• [PASSAGE SHOWN]
==================================================

Once Syubbanul Wathan was considered mainstream, it began attracting teenage Muslims. Administrators of the organization then decided to create a division dedicated to scouting, called Ahlul Wathan, as many other youth organizations during the time owned the scouting division. After NU, the traditionalist organization, was established on January 31, 1926, the popularity of Syubbanul Wathan had fallen, due to certain members becoming more active within NU. The youth organization, however, didn't directly become part of the NU structure. With the initiative of Abdullah Ubaid, finally, in 1931, Nahdlatul Ulama Youth Union (PPNU) was formed at the extension of Syubbanul Wathan. On December 14, 1932, it was transformed into Pemuda Nahdlatul Ulama (PNU). In 1934 it was reorganized again to Ansor Nahdlatul Oelama (ANO). Although ANO had been acknowledged as a part of NU, it wasn't formally listed in the NU structure, and the connection between the two remained unofficial.

==================================================

• [REQUIRED ACTION]
Extend the passage on the history of Syubbanul Wathan and Ansor Nahdlatul Oelama, picking up after its final sentence. The listing that follows is drawn from a separate source.

• [DATASET CONTENT]
==================================================

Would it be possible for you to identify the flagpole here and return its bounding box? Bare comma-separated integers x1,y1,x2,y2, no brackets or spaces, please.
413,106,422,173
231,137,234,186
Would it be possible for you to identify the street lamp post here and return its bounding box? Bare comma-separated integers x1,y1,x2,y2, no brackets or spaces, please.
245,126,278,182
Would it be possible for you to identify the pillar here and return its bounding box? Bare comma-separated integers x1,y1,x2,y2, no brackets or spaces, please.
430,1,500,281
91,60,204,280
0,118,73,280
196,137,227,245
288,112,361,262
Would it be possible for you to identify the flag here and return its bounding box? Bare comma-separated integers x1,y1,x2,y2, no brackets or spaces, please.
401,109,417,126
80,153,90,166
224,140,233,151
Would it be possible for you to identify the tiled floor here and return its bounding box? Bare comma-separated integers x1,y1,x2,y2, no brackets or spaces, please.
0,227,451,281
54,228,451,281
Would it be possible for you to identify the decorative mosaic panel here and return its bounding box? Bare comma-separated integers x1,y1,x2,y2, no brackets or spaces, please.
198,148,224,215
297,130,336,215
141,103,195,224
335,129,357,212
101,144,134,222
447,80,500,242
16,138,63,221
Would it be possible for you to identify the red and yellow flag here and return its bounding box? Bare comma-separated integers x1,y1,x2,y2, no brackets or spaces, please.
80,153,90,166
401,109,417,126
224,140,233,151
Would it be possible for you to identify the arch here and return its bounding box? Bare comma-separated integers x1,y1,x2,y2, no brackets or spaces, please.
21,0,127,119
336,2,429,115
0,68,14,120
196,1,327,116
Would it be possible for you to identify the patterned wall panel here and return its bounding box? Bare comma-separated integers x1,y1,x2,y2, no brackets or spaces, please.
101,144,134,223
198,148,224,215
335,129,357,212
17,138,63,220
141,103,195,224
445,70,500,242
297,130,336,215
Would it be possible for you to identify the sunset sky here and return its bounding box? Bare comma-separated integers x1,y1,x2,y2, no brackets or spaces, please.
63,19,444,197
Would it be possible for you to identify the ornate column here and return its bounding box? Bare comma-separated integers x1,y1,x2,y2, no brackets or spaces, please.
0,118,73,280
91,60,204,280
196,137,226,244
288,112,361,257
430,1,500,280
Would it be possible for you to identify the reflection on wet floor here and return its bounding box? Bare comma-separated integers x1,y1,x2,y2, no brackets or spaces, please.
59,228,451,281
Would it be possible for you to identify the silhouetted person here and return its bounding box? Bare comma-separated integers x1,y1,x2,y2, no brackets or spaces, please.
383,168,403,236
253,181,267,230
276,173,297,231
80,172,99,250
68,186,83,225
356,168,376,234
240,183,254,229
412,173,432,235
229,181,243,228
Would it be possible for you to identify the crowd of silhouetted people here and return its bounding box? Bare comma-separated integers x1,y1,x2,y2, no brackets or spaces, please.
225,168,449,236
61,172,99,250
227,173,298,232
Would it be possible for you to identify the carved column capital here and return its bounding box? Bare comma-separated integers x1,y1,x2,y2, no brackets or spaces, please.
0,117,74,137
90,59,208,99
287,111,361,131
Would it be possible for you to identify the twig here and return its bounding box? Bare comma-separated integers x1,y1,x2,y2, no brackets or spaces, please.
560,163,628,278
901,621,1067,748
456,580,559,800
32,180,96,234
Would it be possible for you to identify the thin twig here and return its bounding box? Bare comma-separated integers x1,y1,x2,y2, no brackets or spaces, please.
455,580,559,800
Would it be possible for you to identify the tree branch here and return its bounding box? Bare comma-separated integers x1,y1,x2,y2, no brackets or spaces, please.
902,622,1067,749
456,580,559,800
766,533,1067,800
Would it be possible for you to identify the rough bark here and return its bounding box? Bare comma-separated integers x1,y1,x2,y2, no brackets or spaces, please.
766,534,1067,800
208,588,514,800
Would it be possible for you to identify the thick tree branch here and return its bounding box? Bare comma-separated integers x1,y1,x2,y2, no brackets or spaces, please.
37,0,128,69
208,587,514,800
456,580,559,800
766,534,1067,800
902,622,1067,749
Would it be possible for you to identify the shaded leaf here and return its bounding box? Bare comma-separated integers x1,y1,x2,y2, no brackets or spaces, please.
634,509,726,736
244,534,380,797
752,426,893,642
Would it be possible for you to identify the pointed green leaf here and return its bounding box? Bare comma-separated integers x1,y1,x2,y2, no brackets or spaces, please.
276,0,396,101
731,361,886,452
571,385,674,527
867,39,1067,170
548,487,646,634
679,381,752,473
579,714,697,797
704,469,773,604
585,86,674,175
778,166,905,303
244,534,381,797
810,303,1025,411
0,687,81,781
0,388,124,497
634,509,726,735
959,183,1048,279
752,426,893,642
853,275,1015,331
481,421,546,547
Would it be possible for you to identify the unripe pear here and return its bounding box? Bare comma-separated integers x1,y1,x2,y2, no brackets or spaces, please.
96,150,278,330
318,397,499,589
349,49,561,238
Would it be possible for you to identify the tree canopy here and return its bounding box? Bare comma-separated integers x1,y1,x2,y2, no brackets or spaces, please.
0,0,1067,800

==================================================

• [OUTPUT OF THE TASK]
===Ansor Nahdlatul Oelama (ANO) era===
Up until the time, the association between ANO and NU was considered informal. During the 9th NU Congress in Banyuwangi on April 24, 1934, ANO was formally accepted and ratified as NU youth wing by the board members. Thus the date is considered the official formation date of the movement as a whole. During the whole process, ANO Malang chapter had clandestinely formed a scouting organization called Ansor Nahdlatul Ulama Front (Banoe), which later developed into Multipurpose Front (Banser). During the 2nd ANO Congress in Malang in 1937, Banoe made its first official appearance in a marching line with uniform, led by the commander Syamsul Islam, who was also the chairman of ANO Malang chapter. Banser was officially established at the Congress as a military wing of ANO.

During the Japanese occupation, youth organizations including ANO were muzzled by the Japanese occupational administration. After the Indonesian National Revolution, the figure of ANO Surabaya chapter, Chusaini Tiway had proposed an idea to revitalize ANO. It was met with positive response from Wachid Hasyim, the Minister of Religious Affairs during the time, and ANO was reestablished with the new name Ansor Youth Movement on December 14, 1949.